[Items from a dataset]
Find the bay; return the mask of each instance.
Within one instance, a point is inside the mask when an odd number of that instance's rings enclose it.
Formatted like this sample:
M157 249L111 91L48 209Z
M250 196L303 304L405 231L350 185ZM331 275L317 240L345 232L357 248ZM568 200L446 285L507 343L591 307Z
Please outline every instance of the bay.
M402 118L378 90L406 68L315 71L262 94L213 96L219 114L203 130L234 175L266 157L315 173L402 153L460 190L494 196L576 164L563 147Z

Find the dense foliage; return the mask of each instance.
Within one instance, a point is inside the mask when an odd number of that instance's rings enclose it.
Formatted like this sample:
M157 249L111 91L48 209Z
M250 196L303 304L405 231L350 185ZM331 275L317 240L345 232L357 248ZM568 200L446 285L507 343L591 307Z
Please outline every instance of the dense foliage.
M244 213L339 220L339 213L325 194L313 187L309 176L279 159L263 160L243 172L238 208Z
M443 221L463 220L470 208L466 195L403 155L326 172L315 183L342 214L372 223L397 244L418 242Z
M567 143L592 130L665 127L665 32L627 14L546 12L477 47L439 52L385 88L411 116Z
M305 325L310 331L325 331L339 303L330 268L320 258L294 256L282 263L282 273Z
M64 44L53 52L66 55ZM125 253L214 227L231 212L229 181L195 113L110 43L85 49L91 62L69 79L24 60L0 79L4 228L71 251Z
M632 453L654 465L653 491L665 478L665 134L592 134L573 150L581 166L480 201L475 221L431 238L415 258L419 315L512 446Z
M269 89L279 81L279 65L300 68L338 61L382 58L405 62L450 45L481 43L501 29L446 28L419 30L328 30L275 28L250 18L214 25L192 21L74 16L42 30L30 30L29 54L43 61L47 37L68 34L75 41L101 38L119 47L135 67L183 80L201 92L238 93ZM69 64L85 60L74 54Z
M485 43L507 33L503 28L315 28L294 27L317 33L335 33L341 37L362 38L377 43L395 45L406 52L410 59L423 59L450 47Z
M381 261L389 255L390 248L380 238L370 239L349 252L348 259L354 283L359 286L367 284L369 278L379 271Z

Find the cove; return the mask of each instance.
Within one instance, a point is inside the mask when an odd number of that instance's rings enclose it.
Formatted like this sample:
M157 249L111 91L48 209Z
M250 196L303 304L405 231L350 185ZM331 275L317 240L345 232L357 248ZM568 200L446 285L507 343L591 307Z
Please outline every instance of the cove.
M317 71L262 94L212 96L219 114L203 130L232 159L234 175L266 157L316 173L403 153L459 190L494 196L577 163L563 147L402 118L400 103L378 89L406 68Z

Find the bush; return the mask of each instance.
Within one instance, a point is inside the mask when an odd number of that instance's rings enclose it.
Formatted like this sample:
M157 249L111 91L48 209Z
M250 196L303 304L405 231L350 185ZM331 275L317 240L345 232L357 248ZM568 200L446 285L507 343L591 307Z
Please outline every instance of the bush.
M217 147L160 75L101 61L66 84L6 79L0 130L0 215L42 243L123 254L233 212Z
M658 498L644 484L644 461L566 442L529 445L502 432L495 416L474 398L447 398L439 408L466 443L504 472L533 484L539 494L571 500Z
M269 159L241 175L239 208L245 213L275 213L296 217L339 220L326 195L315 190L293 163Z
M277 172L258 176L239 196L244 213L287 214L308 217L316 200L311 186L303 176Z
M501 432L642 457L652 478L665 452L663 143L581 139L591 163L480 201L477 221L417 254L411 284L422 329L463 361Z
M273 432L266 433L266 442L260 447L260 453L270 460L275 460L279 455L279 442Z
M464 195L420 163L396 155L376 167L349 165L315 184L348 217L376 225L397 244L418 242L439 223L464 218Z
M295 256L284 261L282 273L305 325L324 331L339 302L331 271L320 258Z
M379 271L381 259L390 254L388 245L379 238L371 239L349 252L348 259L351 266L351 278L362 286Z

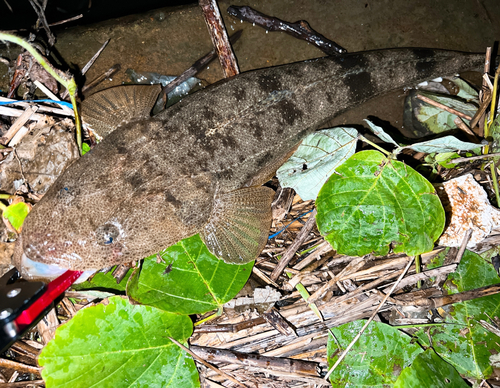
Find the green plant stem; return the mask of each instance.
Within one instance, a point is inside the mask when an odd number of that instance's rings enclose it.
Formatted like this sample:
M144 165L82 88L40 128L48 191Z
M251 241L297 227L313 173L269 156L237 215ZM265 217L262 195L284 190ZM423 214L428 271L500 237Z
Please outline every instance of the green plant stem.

* * *

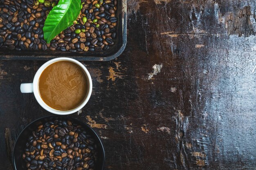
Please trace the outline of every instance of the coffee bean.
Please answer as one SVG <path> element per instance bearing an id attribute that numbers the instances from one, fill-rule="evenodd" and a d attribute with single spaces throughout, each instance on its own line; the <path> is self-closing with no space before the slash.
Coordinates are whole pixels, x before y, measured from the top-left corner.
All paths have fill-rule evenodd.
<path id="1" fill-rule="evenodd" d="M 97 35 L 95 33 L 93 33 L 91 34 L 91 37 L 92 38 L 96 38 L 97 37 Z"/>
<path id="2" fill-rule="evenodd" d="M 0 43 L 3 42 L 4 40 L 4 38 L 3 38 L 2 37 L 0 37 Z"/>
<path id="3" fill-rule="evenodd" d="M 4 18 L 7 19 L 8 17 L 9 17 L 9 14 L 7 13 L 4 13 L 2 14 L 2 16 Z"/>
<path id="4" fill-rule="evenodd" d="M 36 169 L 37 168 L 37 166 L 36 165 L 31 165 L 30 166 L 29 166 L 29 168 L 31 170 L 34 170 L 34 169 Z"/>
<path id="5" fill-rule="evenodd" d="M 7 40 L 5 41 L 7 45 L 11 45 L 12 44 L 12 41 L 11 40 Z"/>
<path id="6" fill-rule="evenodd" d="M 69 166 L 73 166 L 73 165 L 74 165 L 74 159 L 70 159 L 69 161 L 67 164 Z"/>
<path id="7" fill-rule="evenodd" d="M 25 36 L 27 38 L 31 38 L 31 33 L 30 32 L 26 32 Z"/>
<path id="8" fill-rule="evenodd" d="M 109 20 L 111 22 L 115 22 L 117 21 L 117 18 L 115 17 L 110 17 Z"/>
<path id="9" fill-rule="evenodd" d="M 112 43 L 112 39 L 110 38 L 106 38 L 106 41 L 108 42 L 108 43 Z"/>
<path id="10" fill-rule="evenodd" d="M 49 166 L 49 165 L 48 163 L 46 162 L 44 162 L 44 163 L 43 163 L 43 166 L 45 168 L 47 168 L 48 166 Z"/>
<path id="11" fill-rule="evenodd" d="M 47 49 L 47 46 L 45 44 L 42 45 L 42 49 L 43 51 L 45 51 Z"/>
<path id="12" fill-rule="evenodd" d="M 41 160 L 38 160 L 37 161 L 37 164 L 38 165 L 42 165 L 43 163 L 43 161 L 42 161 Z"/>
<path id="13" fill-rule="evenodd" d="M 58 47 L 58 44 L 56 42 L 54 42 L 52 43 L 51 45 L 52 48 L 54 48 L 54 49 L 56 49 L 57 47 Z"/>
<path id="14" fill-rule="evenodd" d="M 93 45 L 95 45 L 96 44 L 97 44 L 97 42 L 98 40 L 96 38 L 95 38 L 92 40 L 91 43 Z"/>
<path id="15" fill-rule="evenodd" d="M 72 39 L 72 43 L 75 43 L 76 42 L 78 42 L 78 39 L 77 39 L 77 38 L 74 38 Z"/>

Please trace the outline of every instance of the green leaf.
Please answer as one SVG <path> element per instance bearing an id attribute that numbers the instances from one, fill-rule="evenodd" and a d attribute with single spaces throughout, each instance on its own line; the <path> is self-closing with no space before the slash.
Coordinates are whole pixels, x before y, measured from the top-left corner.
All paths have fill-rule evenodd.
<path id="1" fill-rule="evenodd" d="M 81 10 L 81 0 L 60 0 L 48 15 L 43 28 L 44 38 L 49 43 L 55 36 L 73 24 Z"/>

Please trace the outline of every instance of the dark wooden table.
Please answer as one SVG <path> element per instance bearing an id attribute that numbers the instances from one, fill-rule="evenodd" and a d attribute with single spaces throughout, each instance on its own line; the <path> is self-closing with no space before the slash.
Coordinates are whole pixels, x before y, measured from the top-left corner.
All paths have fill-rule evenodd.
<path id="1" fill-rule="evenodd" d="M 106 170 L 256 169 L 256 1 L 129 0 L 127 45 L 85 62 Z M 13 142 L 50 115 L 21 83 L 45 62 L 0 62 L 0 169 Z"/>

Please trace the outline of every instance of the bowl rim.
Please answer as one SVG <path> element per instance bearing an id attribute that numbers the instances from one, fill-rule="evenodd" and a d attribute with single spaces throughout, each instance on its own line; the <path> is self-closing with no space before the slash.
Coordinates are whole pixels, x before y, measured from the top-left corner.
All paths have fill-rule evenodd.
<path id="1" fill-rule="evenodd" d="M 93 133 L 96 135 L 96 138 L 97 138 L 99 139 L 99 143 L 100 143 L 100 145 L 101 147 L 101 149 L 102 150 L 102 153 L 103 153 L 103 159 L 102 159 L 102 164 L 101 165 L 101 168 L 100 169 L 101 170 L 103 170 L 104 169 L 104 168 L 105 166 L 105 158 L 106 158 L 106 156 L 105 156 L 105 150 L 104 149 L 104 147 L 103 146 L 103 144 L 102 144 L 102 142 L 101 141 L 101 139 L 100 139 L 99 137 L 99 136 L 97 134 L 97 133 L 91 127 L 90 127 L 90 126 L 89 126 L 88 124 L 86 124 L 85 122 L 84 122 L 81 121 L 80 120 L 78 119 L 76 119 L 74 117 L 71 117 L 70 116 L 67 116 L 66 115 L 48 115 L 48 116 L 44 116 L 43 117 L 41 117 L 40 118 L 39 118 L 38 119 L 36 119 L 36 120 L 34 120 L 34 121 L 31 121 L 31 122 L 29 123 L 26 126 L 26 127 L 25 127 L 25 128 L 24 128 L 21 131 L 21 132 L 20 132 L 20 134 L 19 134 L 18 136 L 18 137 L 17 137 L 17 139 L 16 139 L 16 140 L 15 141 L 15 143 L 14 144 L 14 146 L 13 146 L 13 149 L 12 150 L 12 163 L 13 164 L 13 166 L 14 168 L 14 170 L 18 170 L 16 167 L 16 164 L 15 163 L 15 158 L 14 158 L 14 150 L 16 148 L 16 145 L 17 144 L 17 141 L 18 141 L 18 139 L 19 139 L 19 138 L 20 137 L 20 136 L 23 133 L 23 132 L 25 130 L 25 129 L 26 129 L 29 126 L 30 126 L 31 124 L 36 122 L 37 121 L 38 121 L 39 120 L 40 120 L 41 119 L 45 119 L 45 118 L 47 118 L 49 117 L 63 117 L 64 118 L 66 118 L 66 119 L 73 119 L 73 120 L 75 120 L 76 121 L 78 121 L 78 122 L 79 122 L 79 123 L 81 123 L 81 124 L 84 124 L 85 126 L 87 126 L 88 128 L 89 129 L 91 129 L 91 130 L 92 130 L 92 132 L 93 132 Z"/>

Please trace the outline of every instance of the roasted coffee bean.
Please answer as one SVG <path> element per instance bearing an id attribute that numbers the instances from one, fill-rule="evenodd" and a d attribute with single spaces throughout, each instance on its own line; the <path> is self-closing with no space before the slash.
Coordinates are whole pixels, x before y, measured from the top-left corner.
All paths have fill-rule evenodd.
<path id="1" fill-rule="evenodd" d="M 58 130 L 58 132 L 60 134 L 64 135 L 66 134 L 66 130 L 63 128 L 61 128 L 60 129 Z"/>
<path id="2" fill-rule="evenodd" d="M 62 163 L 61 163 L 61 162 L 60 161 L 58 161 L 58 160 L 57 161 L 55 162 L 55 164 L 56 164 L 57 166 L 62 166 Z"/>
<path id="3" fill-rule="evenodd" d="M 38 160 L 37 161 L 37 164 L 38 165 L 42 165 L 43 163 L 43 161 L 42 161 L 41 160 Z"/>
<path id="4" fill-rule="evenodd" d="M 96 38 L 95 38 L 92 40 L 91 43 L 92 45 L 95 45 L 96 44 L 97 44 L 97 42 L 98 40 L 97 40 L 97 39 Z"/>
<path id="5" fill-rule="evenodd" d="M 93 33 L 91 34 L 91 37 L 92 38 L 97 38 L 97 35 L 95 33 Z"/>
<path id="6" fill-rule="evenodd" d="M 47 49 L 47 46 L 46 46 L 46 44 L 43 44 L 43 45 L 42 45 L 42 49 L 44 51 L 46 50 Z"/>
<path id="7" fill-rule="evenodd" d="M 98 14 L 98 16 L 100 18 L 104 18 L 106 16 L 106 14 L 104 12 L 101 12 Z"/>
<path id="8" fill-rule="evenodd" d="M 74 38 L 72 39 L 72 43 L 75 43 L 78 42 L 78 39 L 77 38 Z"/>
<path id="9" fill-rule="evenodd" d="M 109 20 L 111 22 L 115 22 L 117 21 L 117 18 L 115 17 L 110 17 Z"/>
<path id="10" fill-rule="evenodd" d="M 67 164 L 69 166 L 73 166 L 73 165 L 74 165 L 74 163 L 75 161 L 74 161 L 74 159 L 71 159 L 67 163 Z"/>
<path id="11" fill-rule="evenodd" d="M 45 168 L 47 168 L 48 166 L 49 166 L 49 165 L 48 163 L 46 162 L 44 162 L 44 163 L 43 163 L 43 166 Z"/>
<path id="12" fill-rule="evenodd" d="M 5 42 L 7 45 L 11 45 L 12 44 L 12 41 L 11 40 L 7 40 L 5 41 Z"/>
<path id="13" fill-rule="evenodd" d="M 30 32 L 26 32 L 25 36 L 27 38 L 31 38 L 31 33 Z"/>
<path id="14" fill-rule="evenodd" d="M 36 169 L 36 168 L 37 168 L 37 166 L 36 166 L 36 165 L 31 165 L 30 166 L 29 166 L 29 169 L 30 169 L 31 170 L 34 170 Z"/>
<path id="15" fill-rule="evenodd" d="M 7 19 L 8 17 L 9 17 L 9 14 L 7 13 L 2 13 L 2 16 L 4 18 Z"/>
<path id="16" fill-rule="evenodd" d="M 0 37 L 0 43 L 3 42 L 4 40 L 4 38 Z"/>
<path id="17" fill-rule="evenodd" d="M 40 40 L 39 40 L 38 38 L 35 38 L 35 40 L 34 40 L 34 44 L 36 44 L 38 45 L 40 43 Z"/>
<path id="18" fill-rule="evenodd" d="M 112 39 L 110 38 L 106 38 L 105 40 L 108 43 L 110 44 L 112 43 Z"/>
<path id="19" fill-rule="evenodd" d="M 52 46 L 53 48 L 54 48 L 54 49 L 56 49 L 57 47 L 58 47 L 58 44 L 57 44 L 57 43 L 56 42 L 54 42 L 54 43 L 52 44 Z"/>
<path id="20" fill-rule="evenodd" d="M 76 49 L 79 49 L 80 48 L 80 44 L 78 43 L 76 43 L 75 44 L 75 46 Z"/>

* **Required work**: Copy the listing word for word, starting at the line that contains "Find the cove;" and ending after the line that contains "M317 71L262 94L212".

* **Written answer**:
Find the cove; return the mask of each instance.
Within one instance, a point is inside the mask when an odd number of that instance's rings enclose it.
Formatted like this sample:
M157 249L111 91L48 209Z
M250 196L303 304L405 231L350 185ZM331 275L317 240L345 232L357 248ZM568 200L446 285L507 343L591 307Z
Please outline every instance of the cove.
M317 71L262 94L212 96L219 114L203 130L232 159L234 175L266 157L316 173L403 153L459 190L494 196L577 163L563 147L402 118L400 103L378 89L406 68Z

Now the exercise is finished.